YOUR INSTRUCTIONS =
Copy every line of the rows below without any changes, leaving out the pictures.

Dataset excerpt

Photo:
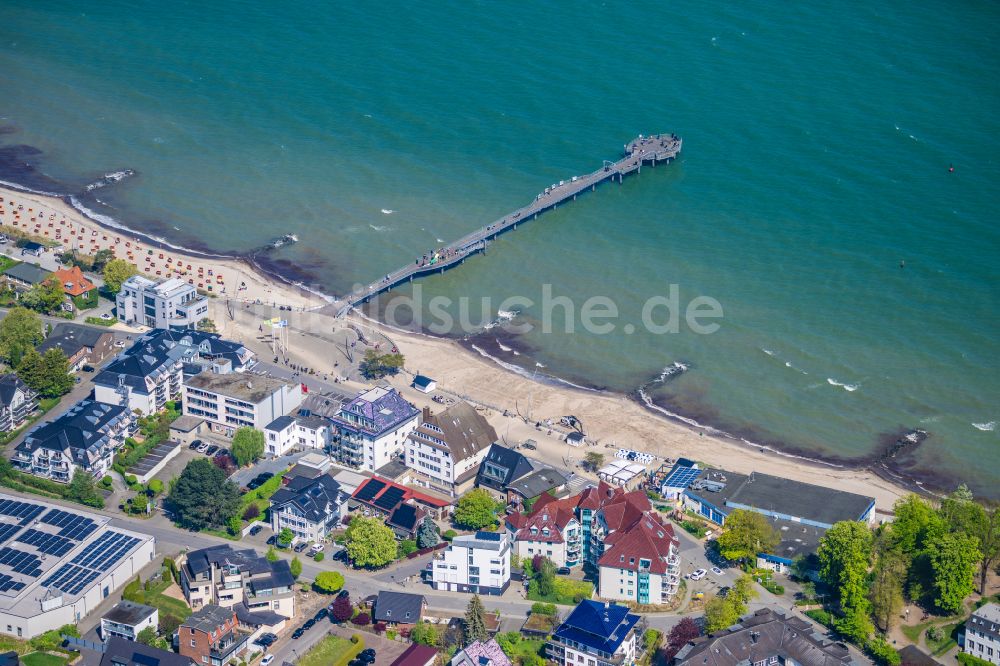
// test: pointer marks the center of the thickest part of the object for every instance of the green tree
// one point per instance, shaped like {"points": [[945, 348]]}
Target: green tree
{"points": [[953, 559], [476, 510], [202, 497], [747, 533], [117, 271], [46, 296], [424, 633], [377, 365], [844, 553], [427, 534], [887, 587], [475, 621], [147, 636], [82, 489], [719, 614], [20, 331], [248, 446], [369, 542], [329, 581]]}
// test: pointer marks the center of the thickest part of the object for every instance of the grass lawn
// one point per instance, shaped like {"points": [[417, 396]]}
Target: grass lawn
{"points": [[332, 651], [42, 659]]}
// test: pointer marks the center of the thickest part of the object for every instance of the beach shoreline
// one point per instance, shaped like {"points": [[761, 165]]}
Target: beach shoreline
{"points": [[608, 417]]}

OUTPUT BELOW =
Photo:
// test: pointer marks the center of the thickest part of the object for every instance of the green tree
// one point per instance, shaped like {"points": [[945, 348]]}
Target: green tree
{"points": [[953, 559], [476, 510], [202, 497], [747, 533], [117, 271], [46, 296], [424, 633], [377, 365], [844, 553], [427, 534], [887, 587], [475, 621], [147, 636], [82, 489], [719, 614], [20, 331], [248, 446], [369, 542], [329, 581]]}
// test: pointer marks the center of the thickest part of the object for every instance of the grass lawn
// one point per instance, shaped like {"points": [[417, 396]]}
Target: grass lawn
{"points": [[332, 651], [42, 659]]}
// test: pointer marks the center of the thickest part of the object for every instance of the beach shoreline
// one point per instance, shaped like {"points": [[761, 165]]}
Target: beach shoreline
{"points": [[608, 417]]}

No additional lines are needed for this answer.